Boundary labeling items
-*-
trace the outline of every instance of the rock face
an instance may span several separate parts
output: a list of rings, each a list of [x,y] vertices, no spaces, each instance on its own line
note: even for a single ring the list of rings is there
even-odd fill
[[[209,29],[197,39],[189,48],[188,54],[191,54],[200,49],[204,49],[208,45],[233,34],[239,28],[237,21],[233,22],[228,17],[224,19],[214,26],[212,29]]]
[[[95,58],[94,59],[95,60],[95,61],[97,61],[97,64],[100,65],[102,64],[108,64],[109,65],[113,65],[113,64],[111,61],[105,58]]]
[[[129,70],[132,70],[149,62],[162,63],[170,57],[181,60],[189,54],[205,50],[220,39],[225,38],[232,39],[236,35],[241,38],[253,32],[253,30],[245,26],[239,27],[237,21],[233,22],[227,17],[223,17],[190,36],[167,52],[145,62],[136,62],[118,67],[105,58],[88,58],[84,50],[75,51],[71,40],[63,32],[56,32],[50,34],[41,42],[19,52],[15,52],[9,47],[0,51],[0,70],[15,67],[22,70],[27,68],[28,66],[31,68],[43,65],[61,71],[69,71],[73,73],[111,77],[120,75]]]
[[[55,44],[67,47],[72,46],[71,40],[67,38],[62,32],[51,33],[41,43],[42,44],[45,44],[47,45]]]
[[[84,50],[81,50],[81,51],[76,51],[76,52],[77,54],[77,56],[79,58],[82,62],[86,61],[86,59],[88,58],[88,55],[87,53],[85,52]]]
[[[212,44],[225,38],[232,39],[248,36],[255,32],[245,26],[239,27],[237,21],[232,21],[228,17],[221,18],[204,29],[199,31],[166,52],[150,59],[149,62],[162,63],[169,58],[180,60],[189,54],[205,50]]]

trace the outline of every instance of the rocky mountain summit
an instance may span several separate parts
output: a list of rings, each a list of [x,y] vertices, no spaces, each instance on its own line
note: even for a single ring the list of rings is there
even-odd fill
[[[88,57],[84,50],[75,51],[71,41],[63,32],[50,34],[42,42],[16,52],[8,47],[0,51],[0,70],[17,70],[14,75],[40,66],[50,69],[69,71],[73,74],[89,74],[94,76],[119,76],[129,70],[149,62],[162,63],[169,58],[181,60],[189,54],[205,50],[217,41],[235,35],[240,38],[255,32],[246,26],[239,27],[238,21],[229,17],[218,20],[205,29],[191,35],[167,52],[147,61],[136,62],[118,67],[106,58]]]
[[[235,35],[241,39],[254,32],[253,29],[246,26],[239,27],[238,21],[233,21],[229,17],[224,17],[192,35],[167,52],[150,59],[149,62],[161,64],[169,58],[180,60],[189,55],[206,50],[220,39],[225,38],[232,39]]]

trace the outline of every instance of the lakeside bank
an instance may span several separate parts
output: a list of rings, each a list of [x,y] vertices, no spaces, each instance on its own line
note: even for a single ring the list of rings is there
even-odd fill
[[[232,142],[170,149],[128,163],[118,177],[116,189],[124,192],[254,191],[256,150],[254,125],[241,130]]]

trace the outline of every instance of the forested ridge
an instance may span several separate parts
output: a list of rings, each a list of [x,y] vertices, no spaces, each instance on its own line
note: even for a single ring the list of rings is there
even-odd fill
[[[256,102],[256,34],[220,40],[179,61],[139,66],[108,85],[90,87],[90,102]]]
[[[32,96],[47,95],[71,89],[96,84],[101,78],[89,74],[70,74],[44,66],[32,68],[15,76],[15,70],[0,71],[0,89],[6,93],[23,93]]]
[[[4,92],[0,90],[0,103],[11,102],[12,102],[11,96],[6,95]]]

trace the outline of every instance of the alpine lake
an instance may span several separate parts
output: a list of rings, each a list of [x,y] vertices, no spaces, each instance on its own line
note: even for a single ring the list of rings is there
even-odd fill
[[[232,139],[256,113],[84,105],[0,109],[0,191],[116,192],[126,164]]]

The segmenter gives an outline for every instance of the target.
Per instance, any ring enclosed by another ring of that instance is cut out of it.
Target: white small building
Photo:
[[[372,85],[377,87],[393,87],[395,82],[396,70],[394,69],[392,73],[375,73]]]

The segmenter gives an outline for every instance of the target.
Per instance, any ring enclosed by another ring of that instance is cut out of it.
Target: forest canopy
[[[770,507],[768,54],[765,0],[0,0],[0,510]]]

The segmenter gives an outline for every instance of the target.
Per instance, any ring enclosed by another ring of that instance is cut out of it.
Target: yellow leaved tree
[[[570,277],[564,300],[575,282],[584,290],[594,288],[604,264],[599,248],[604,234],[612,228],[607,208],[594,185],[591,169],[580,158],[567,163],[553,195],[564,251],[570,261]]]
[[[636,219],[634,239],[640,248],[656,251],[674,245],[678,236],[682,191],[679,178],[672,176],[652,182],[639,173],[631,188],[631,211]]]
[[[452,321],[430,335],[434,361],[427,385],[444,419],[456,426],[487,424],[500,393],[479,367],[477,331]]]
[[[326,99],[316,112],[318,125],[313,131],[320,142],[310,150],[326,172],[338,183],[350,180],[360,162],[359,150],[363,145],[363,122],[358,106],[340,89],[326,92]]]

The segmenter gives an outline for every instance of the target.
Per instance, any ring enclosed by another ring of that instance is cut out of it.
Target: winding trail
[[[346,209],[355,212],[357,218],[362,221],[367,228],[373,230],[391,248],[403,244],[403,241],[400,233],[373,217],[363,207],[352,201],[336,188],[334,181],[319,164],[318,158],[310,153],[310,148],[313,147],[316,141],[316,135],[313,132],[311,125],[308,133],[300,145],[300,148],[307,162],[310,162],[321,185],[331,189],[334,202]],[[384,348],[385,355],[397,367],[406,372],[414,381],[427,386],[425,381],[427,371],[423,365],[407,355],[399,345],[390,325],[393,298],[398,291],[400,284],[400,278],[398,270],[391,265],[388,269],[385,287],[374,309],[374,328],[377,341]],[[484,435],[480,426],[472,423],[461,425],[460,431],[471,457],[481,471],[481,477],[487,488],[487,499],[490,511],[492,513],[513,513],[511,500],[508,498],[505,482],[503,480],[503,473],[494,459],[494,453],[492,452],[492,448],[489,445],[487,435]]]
-*-
To be done
Turn every line of the items above into a numbered list, leaving out the blank lines.

Solved exercise
1. trace the outline of every instance of the rock face
2. an instance may span several separate parts
3. output: a list of rings, each a list of [x,y] vertices, no spaces, each instance on its own line
4. note: even for a single ring the list of rings is there
5. even-odd fill
6. [[[209,29],[197,39],[189,48],[188,54],[191,54],[200,49],[204,49],[208,45],[233,34],[239,28],[237,21],[233,22],[228,17],[224,19],[214,26],[212,29]]]
7. [[[95,58],[94,59],[95,60],[95,61],[97,61],[97,64],[100,65],[102,64],[108,64],[109,65],[113,65],[113,64],[111,61],[105,58]]]
8. [[[129,70],[132,70],[149,62],[162,63],[170,57],[181,60],[189,54],[205,50],[220,39],[225,38],[232,39],[236,35],[241,38],[253,32],[253,30],[245,26],[239,27],[237,21],[233,22],[227,17],[223,17],[190,36],[167,52],[145,62],[136,62],[118,67],[105,58],[88,58],[84,50],[75,51],[71,40],[63,32],[56,32],[50,34],[41,42],[19,52],[15,52],[9,47],[0,51],[0,70],[15,67],[22,70],[27,68],[28,66],[31,68],[43,65],[61,71],[69,71],[73,73],[111,77],[120,75]]]
9. [[[55,44],[67,47],[72,46],[71,40],[67,38],[62,32],[51,33],[41,43],[42,44],[45,44],[47,45]]]
10. [[[84,50],[81,50],[81,51],[76,51],[76,52],[77,54],[77,56],[79,58],[82,62],[86,61],[86,59],[88,58],[88,55],[87,53],[85,52]]]
11. [[[212,44],[225,38],[232,39],[248,36],[255,32],[245,26],[239,27],[237,21],[232,21],[228,17],[221,18],[204,29],[199,31],[166,52],[150,59],[149,62],[162,63],[169,58],[180,60],[189,54],[205,50]]]
12. trace the outline of every instance of the rocky mountain summit
13. an instance may span several separate parts
14. output: a list of rings, each a list of [x,y] vertices, no spaces, each instance on its own line
15. note: even for a single ring the list of rings is there
16. even-odd fill
17. [[[88,57],[84,50],[75,51],[71,41],[63,32],[50,34],[42,42],[16,52],[8,47],[0,51],[0,70],[17,70],[14,75],[40,66],[50,69],[69,71],[73,74],[89,74],[94,76],[119,76],[129,70],[149,62],[162,63],[169,58],[181,60],[189,54],[205,50],[217,41],[235,35],[240,38],[255,32],[246,26],[239,27],[238,21],[229,17],[218,20],[205,29],[191,35],[167,52],[147,61],[136,62],[118,67],[106,58]]]
18. [[[235,35],[241,39],[254,32],[253,29],[246,26],[239,27],[238,21],[233,21],[229,17],[224,17],[192,35],[167,52],[150,59],[149,62],[161,64],[169,58],[180,60],[189,55],[206,50],[220,39],[225,38],[232,39]]]
19. trace the outline of every instance of the lakeside bank
20. an instance may span several separate parts
21. output: a list of rings, each a list of [x,y] vertices, no spaces, each instance on its own line
22. note: even for a single ring the list of rings is there
23. even-odd fill
24. [[[232,142],[170,149],[128,163],[118,177],[116,189],[124,192],[254,191],[256,150],[254,125],[241,130]]]
25. trace the outline of every instance of the forested ridge
26. an instance may span several separate parts
27. output: a list of rings, each a list of [x,y] vertices, no spaces, each instance on its own line
28. note: even for a single ring the list of rings is there
29. even-odd fill
30. [[[256,102],[256,34],[220,40],[179,61],[139,66],[108,85],[90,87],[90,102]]]
31. [[[32,96],[47,95],[71,89],[96,84],[101,78],[89,74],[70,74],[44,66],[32,68],[15,76],[15,70],[0,71],[0,89],[6,93],[23,93]]]
32. [[[4,92],[0,90],[0,103],[11,102],[12,102],[11,96],[6,95]]]
33. trace the outline of every instance of the alpine lake
34. an instance may span several separate parts
35. output: a list of rings, each a list of [x,y] vertices, no spaces, each instance on its own line
36. note: even for a single ring the list of rings is there
37. even-odd fill
38. [[[232,139],[256,113],[84,105],[0,109],[0,191],[116,192],[126,164]]]
39. The segmenter gives an outline for every instance of the target.
40. Per instance, any ring enclosed by another ring of that instance is cut out of it.
41. Target: white small building
42. Photo:
43. [[[372,85],[377,87],[393,87],[395,82],[396,70],[394,69],[392,73],[375,73]]]
44. The segmenter gives an outline for every instance of the target.
45. Per instance, any ring enclosed by another ring of that instance is cut out of it.
46. Target: forest canopy
47. [[[770,507],[768,54],[765,0],[0,0],[0,510]]]
48. The segmenter gives an outline for every instance of the target.
49. Per instance, any ring enclosed by another ring of that instance is cut out of it.
50. Target: yellow leaved tree
51. [[[570,277],[564,300],[575,282],[584,290],[594,288],[604,264],[599,248],[604,234],[612,228],[607,208],[594,185],[591,169],[580,158],[567,163],[553,195],[564,251],[570,261]]]
52. [[[636,219],[634,239],[640,248],[656,251],[674,245],[678,236],[682,191],[679,178],[672,176],[652,182],[639,173],[631,188],[631,211]]]
53. [[[452,321],[430,335],[434,361],[427,385],[444,419],[456,426],[487,424],[500,393],[479,367],[477,331]]]
54. [[[326,99],[316,112],[318,125],[313,131],[320,142],[310,150],[326,172],[338,183],[350,180],[360,162],[359,150],[363,145],[363,122],[358,106],[340,89],[326,92]]]
55. The segmenter gives an outline for every instance of the target.
56. Per instance, any ring enclosed by another ring of that instance is cut out of it.
57. Target: winding trail
58. [[[346,209],[355,212],[357,218],[362,221],[367,228],[373,230],[391,248],[403,244],[403,241],[400,233],[373,217],[363,207],[352,201],[336,188],[334,181],[319,164],[318,158],[310,153],[310,148],[313,147],[316,141],[316,135],[313,132],[311,125],[308,133],[300,145],[300,148],[307,162],[310,162],[321,185],[331,189],[334,202]],[[384,348],[385,355],[397,367],[406,372],[414,381],[427,386],[425,381],[427,371],[423,365],[407,355],[399,345],[390,325],[393,298],[398,291],[400,284],[400,278],[398,270],[391,265],[388,269],[385,287],[374,309],[374,328],[377,341]],[[484,435],[480,426],[472,423],[461,425],[460,431],[471,457],[481,471],[481,477],[487,488],[487,499],[490,511],[492,513],[513,513],[511,500],[508,498],[505,482],[503,480],[503,473],[494,459],[494,453],[492,452],[492,448],[489,445],[487,435]]]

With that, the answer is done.